— start of Provided data —
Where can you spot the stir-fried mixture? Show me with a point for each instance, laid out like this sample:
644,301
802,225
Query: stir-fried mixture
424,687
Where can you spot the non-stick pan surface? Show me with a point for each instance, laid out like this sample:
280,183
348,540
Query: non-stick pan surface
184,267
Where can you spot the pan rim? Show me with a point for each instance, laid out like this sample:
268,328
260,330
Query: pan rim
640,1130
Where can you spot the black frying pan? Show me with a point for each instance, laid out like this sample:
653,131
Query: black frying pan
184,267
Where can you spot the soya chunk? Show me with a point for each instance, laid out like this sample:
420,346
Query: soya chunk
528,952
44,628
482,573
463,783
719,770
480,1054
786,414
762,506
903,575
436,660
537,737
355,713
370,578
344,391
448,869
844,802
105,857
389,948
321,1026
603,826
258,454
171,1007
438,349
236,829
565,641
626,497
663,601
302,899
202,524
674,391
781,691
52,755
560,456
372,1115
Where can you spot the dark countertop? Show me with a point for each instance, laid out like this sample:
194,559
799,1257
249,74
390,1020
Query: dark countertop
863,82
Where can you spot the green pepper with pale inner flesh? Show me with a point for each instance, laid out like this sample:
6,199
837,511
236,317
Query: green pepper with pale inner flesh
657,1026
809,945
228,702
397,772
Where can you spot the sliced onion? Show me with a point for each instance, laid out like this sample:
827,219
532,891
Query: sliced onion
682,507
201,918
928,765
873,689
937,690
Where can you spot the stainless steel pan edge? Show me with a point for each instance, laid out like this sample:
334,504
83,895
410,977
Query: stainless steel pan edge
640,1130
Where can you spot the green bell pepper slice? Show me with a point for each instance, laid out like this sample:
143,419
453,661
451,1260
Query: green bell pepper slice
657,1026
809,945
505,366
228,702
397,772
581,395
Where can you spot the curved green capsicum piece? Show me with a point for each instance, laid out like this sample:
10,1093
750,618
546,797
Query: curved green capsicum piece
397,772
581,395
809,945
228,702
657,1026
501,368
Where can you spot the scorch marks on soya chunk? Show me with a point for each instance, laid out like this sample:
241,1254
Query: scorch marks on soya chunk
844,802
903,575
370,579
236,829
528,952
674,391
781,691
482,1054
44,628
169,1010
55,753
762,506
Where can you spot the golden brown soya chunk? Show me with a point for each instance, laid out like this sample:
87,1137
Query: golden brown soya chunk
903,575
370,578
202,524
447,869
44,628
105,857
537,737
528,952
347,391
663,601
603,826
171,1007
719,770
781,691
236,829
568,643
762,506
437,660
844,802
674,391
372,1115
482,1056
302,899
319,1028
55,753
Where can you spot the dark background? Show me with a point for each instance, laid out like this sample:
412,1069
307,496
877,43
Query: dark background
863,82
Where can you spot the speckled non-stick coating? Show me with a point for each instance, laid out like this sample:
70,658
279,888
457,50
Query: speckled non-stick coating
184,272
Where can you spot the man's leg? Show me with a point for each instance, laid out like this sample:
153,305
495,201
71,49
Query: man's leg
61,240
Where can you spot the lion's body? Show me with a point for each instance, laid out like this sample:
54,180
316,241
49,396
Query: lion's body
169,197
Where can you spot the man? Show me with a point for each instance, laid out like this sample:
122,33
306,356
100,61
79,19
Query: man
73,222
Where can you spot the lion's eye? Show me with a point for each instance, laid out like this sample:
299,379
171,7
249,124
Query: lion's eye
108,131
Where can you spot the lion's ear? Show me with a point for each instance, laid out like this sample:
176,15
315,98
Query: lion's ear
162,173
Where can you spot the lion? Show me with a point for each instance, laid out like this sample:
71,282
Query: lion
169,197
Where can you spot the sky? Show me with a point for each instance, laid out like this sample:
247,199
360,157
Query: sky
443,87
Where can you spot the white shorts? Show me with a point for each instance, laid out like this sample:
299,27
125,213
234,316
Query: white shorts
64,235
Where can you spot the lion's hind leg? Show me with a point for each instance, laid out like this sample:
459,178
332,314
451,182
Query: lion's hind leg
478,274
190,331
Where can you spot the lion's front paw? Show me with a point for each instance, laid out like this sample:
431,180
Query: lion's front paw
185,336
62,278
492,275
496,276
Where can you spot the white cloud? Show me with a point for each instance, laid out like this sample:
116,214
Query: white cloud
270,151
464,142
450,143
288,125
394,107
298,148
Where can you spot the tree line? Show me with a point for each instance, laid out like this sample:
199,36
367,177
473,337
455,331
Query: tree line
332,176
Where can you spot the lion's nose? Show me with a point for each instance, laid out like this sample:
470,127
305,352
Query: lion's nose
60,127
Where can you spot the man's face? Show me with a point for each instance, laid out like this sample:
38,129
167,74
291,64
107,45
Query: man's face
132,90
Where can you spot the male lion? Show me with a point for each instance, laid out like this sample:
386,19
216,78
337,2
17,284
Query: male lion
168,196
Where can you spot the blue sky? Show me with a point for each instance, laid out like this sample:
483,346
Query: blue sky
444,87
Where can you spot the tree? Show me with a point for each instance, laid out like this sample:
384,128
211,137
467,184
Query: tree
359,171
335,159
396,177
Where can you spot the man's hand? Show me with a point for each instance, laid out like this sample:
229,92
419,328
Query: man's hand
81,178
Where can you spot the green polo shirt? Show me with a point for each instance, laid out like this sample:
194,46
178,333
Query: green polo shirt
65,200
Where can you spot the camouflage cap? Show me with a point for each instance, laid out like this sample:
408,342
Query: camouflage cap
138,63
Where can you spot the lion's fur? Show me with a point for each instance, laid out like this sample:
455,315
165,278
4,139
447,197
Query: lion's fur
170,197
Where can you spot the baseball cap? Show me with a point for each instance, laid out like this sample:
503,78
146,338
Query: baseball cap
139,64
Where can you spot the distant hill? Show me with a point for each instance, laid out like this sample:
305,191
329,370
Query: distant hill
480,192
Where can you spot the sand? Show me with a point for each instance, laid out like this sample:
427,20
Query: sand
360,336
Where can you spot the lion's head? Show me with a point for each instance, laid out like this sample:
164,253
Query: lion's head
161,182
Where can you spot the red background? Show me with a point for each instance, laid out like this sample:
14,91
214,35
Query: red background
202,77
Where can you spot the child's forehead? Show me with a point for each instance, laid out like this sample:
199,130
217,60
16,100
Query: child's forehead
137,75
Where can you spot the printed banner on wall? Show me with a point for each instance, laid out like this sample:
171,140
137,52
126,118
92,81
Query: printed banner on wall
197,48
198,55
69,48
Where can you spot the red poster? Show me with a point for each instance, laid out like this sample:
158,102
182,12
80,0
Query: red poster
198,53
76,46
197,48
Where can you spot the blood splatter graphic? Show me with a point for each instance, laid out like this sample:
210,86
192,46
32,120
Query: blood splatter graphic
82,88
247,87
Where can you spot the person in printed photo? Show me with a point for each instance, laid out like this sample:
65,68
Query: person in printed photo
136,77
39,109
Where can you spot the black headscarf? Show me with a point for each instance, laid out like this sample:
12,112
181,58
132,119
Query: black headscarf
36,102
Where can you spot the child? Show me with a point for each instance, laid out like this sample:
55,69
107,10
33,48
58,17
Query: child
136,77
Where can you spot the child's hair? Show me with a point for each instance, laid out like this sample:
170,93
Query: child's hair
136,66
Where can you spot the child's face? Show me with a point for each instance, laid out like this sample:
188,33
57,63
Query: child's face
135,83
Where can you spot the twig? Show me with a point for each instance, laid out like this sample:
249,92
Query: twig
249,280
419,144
— end of Provided data —
Set problem >>
Repeat all of the records above exactly as they appear.

Finished exercise >>
Where can you spot the stir-fried mixture? Show me with a point for each instance, laid out like this sample:
644,301
802,225
Query: stir-fried mixture
424,687
Where can you spot the non-stick pan surface? Show me with a point for each instance, laid out like this sample:
280,183
348,540
Query: non-stick pan surface
184,267
Where can you spot the pan rim? Show me with a point for each instance, laid out like this sample:
268,328
260,330
Query: pan rim
640,1130
Where can you spot the black frying pan? Show me with a point for each instance, laid out like this sample:
653,131
Query: black frying pan
184,267
Where can you spot the soya chunk? Show me with a point for each instance, laid out like this sample:
420,346
Query: soya chunk
528,952
44,628
482,573
463,783
719,770
480,1054
786,414
762,506
903,575
436,660
537,737
355,713
370,578
344,391
448,869
844,802
105,857
389,948
321,1026
603,826
258,454
171,1007
438,349
236,829
565,641
626,497
663,601
302,899
202,524
674,391
781,691
52,755
560,456
372,1115
Where can you spot the dark countertop? Show me with a point for each instance, laid out like this sample:
194,559
799,1257
249,74
390,1020
Query: dark countertop
863,82
Where can you spot the green pepper with pale inner flesh? Show me with a point for each instance, laid out like this sample:
6,199
837,511
236,317
Query: green pepper with pale inner flesh
657,1026
809,945
228,702
397,772
Where can you spot the sliced onion? Show me with a point for each instance, laid out like this sample:
827,219
532,891
Query: sliced onion
682,507
201,918
928,765
873,689
937,690
Where can you spot the stainless steel pan edge? Show me with a point for each instance, laid out like this sample:
334,504
83,895
410,977
Query: stainless steel pan edge
640,1130
Where can you spot the green bell pepper slice? Show me with a point for each instance, laid out like this sample:
143,419
453,661
451,1260
Query: green bell pepper slice
657,1026
809,945
505,366
228,702
397,772
581,395
Where can you spot the curved green capsicum piece? Show me with a point for each instance, laid out like this sample:
10,1093
750,618
546,797
Query: curved green capsicum piece
397,772
581,395
809,945
228,702
657,1026
501,368
Where can you spot the scorch marks on soya chunk? Show me with a point for each instance, laid out like this sample:
241,1254
Query: scorch marks on soya chunk
844,802
903,575
370,579
236,829
528,952
674,391
781,691
482,1054
44,628
169,1010
55,753
762,506
Where can you spot the golden brown soya chunk? Show me with a point for each instance, laid out like this sample:
87,1137
Query: golden brown soya chunk
903,575
370,578
202,524
447,869
44,628
105,857
537,737
528,952
347,391
663,601
603,826
171,1007
719,770
781,691
236,829
568,643
762,506
437,660
844,802
674,391
372,1115
482,1056
302,899
319,1028
55,753
Where can you spot the dark background? Show me with a point for each instance, laid out like this sample:
412,1069
307,496
877,43
Query: dark background
863,82
Where can you spot the speckled non-stick coating? Show me with a point for each instance, laid out like this sample:
70,658
279,888
457,50
Query: speckled non-stick coating
184,272
Where can you spot the man's leg? Show me with a point for each instance, laid out like this sample:
153,305
495,201
71,49
Query: man's leg
61,240
Where can you spot the lion's body? Show me with a point for each instance, laid out like this sample:
54,180
316,241
49,396
Query: lion's body
169,197
Where can you spot the man? Show me with a point for each instance, laid out like this sample:
122,33
306,356
100,61
79,19
Query: man
73,222
Where can you spot the lion's eye? Show me with a point for each instance, laid out like this sample:
299,379
171,7
249,124
Query: lion's eye
108,131
Where can you spot the lion's ear? Show me with a point for each instance, laid out like this sample:
176,15
315,98
Query: lion's ear
162,173
Where can you spot the lion? Show me with a point for each instance, laid out like this sample:
71,282
Query: lion
169,197
Where can you spot the sky? Show me with a point for each instance, laid out like this sample:
247,199
360,157
Query: sky
443,87
Where can you spot the white shorts? Show me with a point for each instance, laid out like this sample:
299,27
125,213
234,316
Query: white shorts
64,235
Where can you spot the lion's hind leg? Show me with a point for each instance, laid out like this sample:
459,178
332,314
451,182
Query: lion's hind leg
478,274
190,331
Where can you spot the lion's front paw? Show me with a point for each instance, laid out like this sample:
431,180
Query: lion's front paw
185,336
62,278
492,275
496,276
Where can you spot the white cloud? Show me with a point for each instance, laid out like this sample:
116,214
Query: white cloud
270,151
464,142
450,143
288,125
394,107
298,148
Where can you spot the tree line? Show me with a point for each instance, laid out like this sample:
199,36
367,177
473,337
455,331
Query: tree line
332,176
Where can you spot the lion's nose? Show me with a point for each instance, laid out like this sample:
470,127
305,352
Query: lion's nose
60,127
Where can you spot the man's face? Show me with a point for each instance, laid out like this sample:
38,129
167,74
291,64
107,45
Query: man's face
132,90
Where can you spot the male lion? Show me with a point for each instance, laid out like this sample:
386,19
216,78
337,2
17,284
Query: male lion
168,196
Where can you spot the blue sky? Show me with a point for each instance, laid out like this sample:
483,346
Query: blue sky
444,87
Where can you spot the tree? Show me with a point for each instance, laid out like this sample:
384,128
211,137
467,184
Query: tree
359,171
335,159
396,177
Where can you spot the man's hand? Show me with a point for each instance, laid out like this sample:
229,92
419,328
Query: man's hand
81,178
Where can you spot the green polo shirt? Show me with a point for each instance, laid out like this sample:
194,46
178,333
Query: green polo shirt
65,200
Where can you spot the camouflage cap? Show me with a point for each instance, laid out like this sample:
408,342
Query: camouflage cap
138,63
Where can you spot the lion's fur? Show me with a point for each instance, laid out like this sample:
455,315
165,278
4,139
447,197
Query: lion's fur
170,197
Where can you spot the baseball cap? Show me with a point for each instance, laid out like this sample:
503,78
146,338
Query: baseball cap
139,64
Where can you spot the distant hill? Show me with a point for each instance, laid out like this sample:
305,191
329,370
Query: distant hill
480,192
Where can you spot the sand? Show me with a point for each instance, laid out like this sample:
427,20
Query: sand
360,336
Where can you spot the lion's head? Show me with a point for each instance, laid out like this sample:
164,253
Query: lion's head
161,182
Where can you spot the red background? Show me with a point for each instance, laid out like this sample:
14,91
214,35
Query: red background
202,77
Where can you spot the child's forehead? Show me with a point for each instance, laid out like this sample:
199,130
217,60
16,100
Query: child's forehead
137,75
Where can you spot the printed banner on wall? Show me with a point for each instance, laid out like this sample:
171,140
137,52
126,118
92,81
Query: printed banner on wall
197,48
198,55
69,48
Where can you spot the red poster? Show me with a point for each instance, laid out like this sample:
158,102
182,12
80,0
Query: red poster
198,53
76,46
197,48
Where can you spot the blood splatter graphic? Show me with a point for each instance, laid out like this sample:
210,86
192,46
32,120
Query: blood splatter graphic
82,88
247,87
Where can you spot the person in printed photo? Show me with a point for each instance, laid out like this sample:
65,68
Query: person in printed photo
136,77
39,109
Where can you spot the black headscarf? Show me with a point for each instance, laid out like this sample:
12,112
181,58
132,119
Query: black headscarf
36,102
Where can you spot the child? Show me with a point for each instance, laid out like this sample:
55,69
107,10
33,48
58,17
Query: child
136,77
Where can you spot the child's hair? Show me with a point for each instance, laid out like this sample:
170,93
Query: child's hair
136,66
Where can you spot the child's face? Show me with a point for each instance, laid out like this sample:
188,33
57,63
Query: child's face
135,83
Where can you spot the twig? Show me with a point for each instance, laid out like this sample:
249,92
Query: twig
249,280
419,144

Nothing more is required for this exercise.